## TEKS KUTIPAN
+-------+

Pakar sejarah Melayu, Prof. Naquib Al-Attas menolak keras teori para sarjana Barat yang menganggap kehadiran Islam di wilayah Melayu-Indonesia ini tidak meninggalkan sesuatu yang berarti bagi peradaban di wilayah ini. Ia menulis, "Banyak sarjana yang telah memperkatakan bahwa Islam itu tidak meresap ke dalam struktur masyarakat Melayu-Indonesia; hanya sedikit jejaknya di atas jasad Melayu, laksana pelitur di atas kayu, yang andaikan dikorek sedikit akan terkupas menonjolkan ke hinduannya, kebudhaannya, dan animismenya. Namun menurut saya, paham demikian itu tidak benar dan hanya berdasarkan wawasan sempit yang kurang dalam lagi hanya merupakan angan-angan belaka." (Lihat, Syed Muhammad Naquib Al-Attas, Islam dalam Sejarah dan Kebudayaan Melayu, 1990:41).

+-------+

Tampilkan ulang seluruh teks kutipan di atas tanpa mengubah apa pun. Baris-baris berikut tidak diperlukan.

+-------+

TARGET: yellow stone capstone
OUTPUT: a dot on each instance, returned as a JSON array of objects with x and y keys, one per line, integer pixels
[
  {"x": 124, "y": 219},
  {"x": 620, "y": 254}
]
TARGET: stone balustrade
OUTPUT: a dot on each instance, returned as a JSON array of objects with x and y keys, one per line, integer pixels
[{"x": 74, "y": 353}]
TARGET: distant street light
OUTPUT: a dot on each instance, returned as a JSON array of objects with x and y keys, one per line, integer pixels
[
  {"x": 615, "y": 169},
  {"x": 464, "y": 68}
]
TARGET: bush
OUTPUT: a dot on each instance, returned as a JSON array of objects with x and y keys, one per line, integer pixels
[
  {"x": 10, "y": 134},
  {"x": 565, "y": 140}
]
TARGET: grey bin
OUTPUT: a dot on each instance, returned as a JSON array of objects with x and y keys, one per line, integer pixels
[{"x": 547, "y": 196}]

+-------+

## HASIL TUGAS
Pakar sejarah Melayu, Prof. Naquib Al-Attas menolak keras teori para sarjana Barat yang menganggap kehadiran Islam di wilayah Melayu-Indonesia ini tidak meninggalkan sesuatu yang berarti bagi peradaban di wilayah ini. Ia menulis, "Banyak sarjana yang telah memperkatakan bahwa Islam itu tidak meresap ke dalam struktur masyarakat Melayu-Indonesia; hanya sedikit jejaknya di atas jasad Melayu, laksana pelitur di atas kayu, yang andaikan dikorek sedikit akan terkupas menonjolkan ke hinduannya, kebudhaannya, dan animismenya. Namun menurut saya, paham demikian itu tidak benar dan hanya berdasarkan wawasan sempit yang kurang dalam lagi hanya merupakan angan-angan belaka." (Lihat, Syed Muhammad Naquib Al-Attas, Islam dalam Sejarah dan Kebudayaan Melayu, 1990:41).